Dataset records:
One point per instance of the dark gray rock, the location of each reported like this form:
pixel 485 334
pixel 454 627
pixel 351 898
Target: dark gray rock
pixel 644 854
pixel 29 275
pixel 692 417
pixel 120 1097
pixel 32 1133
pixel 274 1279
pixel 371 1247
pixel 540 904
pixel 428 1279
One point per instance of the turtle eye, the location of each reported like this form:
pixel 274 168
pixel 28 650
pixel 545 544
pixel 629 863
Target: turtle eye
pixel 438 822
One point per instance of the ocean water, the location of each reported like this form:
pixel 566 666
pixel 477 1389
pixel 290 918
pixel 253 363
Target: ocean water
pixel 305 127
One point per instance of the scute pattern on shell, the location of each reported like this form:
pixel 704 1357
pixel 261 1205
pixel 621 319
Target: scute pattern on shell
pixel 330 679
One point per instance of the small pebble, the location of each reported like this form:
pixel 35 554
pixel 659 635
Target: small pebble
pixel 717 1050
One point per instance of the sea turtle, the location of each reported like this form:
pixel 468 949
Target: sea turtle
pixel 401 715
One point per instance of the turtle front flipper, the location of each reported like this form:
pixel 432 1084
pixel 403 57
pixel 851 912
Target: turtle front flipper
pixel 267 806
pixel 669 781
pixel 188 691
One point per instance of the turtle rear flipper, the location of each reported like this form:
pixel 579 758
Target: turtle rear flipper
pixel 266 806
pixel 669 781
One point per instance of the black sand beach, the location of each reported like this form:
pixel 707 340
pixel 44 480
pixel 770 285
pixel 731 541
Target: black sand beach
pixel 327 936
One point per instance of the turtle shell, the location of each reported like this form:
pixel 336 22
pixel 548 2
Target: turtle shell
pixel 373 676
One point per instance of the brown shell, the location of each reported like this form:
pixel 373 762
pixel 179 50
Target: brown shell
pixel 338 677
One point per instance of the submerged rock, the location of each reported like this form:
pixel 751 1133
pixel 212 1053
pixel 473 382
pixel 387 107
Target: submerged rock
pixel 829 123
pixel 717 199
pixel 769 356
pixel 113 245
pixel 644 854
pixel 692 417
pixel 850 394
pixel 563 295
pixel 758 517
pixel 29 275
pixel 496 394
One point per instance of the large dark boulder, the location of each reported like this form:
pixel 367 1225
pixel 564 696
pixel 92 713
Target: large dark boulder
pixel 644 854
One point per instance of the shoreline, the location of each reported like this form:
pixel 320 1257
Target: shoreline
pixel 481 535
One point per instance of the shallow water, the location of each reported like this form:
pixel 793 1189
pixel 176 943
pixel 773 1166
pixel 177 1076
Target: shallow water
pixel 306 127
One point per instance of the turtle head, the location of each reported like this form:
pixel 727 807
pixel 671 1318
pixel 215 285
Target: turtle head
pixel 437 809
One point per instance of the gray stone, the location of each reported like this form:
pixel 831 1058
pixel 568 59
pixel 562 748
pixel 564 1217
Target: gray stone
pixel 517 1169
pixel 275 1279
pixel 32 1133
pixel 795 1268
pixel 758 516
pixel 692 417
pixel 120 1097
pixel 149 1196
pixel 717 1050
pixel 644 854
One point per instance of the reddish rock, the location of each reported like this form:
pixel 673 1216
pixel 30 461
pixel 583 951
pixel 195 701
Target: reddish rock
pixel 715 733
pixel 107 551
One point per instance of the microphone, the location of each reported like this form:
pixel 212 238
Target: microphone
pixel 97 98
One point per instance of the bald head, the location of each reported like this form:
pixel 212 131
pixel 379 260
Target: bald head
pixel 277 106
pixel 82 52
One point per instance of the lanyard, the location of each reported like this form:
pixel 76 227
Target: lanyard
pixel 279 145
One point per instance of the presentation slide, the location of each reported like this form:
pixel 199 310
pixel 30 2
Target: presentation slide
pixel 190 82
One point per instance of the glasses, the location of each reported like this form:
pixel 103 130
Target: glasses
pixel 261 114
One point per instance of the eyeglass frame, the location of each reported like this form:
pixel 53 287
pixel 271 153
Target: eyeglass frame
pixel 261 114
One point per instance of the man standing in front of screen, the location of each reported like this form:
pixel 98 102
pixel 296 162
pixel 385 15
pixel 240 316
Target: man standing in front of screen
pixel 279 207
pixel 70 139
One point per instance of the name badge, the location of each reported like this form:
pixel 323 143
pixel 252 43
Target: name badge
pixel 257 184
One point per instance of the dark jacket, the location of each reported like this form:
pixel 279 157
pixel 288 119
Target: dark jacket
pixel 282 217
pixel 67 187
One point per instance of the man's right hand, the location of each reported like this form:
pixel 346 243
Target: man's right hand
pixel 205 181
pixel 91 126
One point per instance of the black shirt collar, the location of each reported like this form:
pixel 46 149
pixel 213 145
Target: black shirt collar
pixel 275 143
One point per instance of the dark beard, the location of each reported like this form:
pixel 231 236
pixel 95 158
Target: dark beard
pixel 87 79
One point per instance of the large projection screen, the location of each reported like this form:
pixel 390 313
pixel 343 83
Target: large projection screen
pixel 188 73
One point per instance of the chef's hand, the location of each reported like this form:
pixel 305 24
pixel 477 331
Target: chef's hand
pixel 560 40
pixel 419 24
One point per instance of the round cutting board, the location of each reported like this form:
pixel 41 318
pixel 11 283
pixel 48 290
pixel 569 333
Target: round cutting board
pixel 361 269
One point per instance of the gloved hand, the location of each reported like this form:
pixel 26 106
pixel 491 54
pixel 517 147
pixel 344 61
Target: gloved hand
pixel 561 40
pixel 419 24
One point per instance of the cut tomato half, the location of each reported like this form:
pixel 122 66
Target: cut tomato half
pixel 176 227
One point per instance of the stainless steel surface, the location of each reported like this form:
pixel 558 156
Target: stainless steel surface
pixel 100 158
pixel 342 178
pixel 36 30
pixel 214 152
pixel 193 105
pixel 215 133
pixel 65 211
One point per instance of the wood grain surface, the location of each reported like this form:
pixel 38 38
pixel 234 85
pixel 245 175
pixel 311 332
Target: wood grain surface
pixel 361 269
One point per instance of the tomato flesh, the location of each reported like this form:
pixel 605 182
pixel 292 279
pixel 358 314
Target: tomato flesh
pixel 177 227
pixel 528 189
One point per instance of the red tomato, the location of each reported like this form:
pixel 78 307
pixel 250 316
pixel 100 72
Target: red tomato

Task goal: Write a verbatim copy of the listing above.

Answer box:
One point per instance of the dark gray rock, the location of each reported like this form:
pixel 485 334
pixel 454 627
pixel 351 898
Target: dark gray rock
pixel 644 854
pixel 29 275
pixel 692 417
pixel 120 1097
pixel 32 1133
pixel 274 1279
pixel 371 1247
pixel 540 904
pixel 428 1279
One point per instance of the turtle eye, the location of each reported like this form:
pixel 274 168
pixel 28 650
pixel 545 544
pixel 629 863
Target: turtle eye
pixel 438 822
One point per instance of the ocean water, the location of each reported like this form:
pixel 566 666
pixel 477 1389
pixel 290 918
pixel 253 363
Target: ocean water
pixel 305 127
One point per instance of the scute pattern on shell, the location of each reported like this form:
pixel 704 1357
pixel 261 1205
pixel 621 319
Target: scute pattern on shell
pixel 330 679
One point per instance of the small pebble, the location of each reported like this form:
pixel 35 554
pixel 659 635
Target: small pebble
pixel 717 1050
One point per instance of the sea turtle, the location of each reported like this form:
pixel 468 949
Target: sea turtle
pixel 401 715
One point per instance of the turtle front flipper, the location of each reported like this form:
pixel 432 1084
pixel 403 57
pixel 851 912
Target: turtle front flipper
pixel 267 806
pixel 669 781
pixel 188 691
One point per instance of the turtle rear flipper, the location of each reported like this form:
pixel 579 758
Target: turtle rear flipper
pixel 266 806
pixel 669 781
One point per instance of the black sand beach, the location of each reported like this form:
pixel 707 340
pixel 44 480
pixel 770 285
pixel 731 541
Target: black sand beach
pixel 327 936
One point per instance of the turtle shell, the location of each reported like this form:
pixel 336 22
pixel 548 2
Target: turtle shell
pixel 373 676
One point per instance of the brown shell, the location of each reported like this form:
pixel 373 762
pixel 179 50
Target: brown shell
pixel 338 677
One point per instance of the submerged rock, the location of each reported like this form:
pixel 751 1133
pixel 212 1053
pixel 473 382
pixel 387 107
Target: submerged rock
pixel 829 123
pixel 717 199
pixel 769 356
pixel 113 245
pixel 644 854
pixel 692 417
pixel 850 394
pixel 563 295
pixel 758 517
pixel 29 275
pixel 496 394
One point per instance of the large dark boulder, the location of each reported like this form:
pixel 367 1225
pixel 564 696
pixel 92 713
Target: large dark boulder
pixel 644 854
One point per instance of the shoreline, the location of each reported like this form:
pixel 320 1257
Target: shoreline
pixel 481 535
One point per instance of the shallow water, the location of each reported like this form:
pixel 793 1189
pixel 176 943
pixel 773 1166
pixel 177 1076
Target: shallow water
pixel 306 127
One point per instance of the turtle head, the location of each reported like this form:
pixel 727 807
pixel 671 1318
pixel 215 285
Target: turtle head
pixel 437 809
One point per instance of the gray stone, the location of each reported like this form:
pixel 831 1058
pixel 568 59
pixel 562 748
pixel 564 1217
Target: gray stone
pixel 517 1169
pixel 275 1279
pixel 32 1133
pixel 795 1268
pixel 758 516
pixel 692 417
pixel 120 1097
pixel 149 1196
pixel 717 1050
pixel 644 854
One point per instance of the reddish rock, the location of each reported like this form:
pixel 673 1216
pixel 30 461
pixel 583 951
pixel 195 701
Target: reddish rock
pixel 715 733
pixel 107 551
One point per instance of the microphone, the location of each reported like this form:
pixel 212 238
Target: microphone
pixel 97 98
One point per instance of the bald head, the location of each reported like this form:
pixel 212 131
pixel 379 260
Target: bald head
pixel 277 106
pixel 82 52
One point per instance of the lanyard, the location of each reported like this form:
pixel 76 227
Target: lanyard
pixel 279 145
One point per instance of the presentation slide, the location of each reported like this form:
pixel 199 310
pixel 30 2
Target: presentation slide
pixel 190 82
One point per instance of the glasses, the location of each reported like this form:
pixel 103 130
Target: glasses
pixel 261 114
One point per instance of the eyeglass frame, the location of each reported like this form:
pixel 53 287
pixel 271 153
Target: eyeglass frame
pixel 261 114
One point per instance of the man standing in front of screen, the location of each reported like this form:
pixel 98 102
pixel 296 162
pixel 385 15
pixel 240 316
Target: man standing in front of screen
pixel 279 207
pixel 70 139
One point per instance of the name badge, the location of each reported like this form:
pixel 323 143
pixel 252 43
Target: name badge
pixel 257 184
One point per instance of the dark jacket, the location of each reported like this form:
pixel 279 157
pixel 288 119
Target: dark jacket
pixel 282 217
pixel 67 187
One point per instance of the man's right hand, the location of each reported like this form:
pixel 346 243
Target: man's right hand
pixel 205 181
pixel 91 126
One point per instance of the black shirt collar, the location of each reported like this form:
pixel 46 149
pixel 213 145
Target: black shirt collar
pixel 275 143
One point per instance of the dark beard, the location of each reported like this form:
pixel 231 236
pixel 95 158
Target: dark beard
pixel 87 79
One point per instance of the large projection screen, the location of each reported like this form:
pixel 390 313
pixel 343 83
Target: large projection screen
pixel 188 73
One point per instance of the chef's hand, the location of each reported like this form:
pixel 305 24
pixel 477 331
Target: chef's hand
pixel 560 40
pixel 419 24
One point per instance of the round cutting board, the location of each reported like this form:
pixel 41 318
pixel 11 283
pixel 48 290
pixel 569 333
Target: round cutting board
pixel 361 269
One point per instance of the gloved hand, the location of each reported like this form:
pixel 26 106
pixel 491 54
pixel 517 147
pixel 344 61
Target: gloved hand
pixel 561 40
pixel 419 24
One point per instance of the cut tomato half, the location of each reported like this form:
pixel 122 66
Target: cut tomato half
pixel 176 227
One point per instance of the stainless steel surface, the location of each reported like this form:
pixel 558 156
Target: stainless steel surface
pixel 100 158
pixel 342 178
pixel 36 30
pixel 214 152
pixel 193 105
pixel 215 133
pixel 65 211
One point per instance of the wood grain surface, the location of each reported like this form:
pixel 38 38
pixel 234 85
pixel 245 175
pixel 311 332
Target: wood grain surface
pixel 361 269
One point per instance of the tomato flesh, the location of each reported like this form:
pixel 605 182
pixel 292 279
pixel 358 314
Target: tomato flesh
pixel 177 227
pixel 528 189
One point per instance of the red tomato, the location of each reported like this form:
pixel 78 307
pixel 250 316
pixel 100 72
Target: red tomato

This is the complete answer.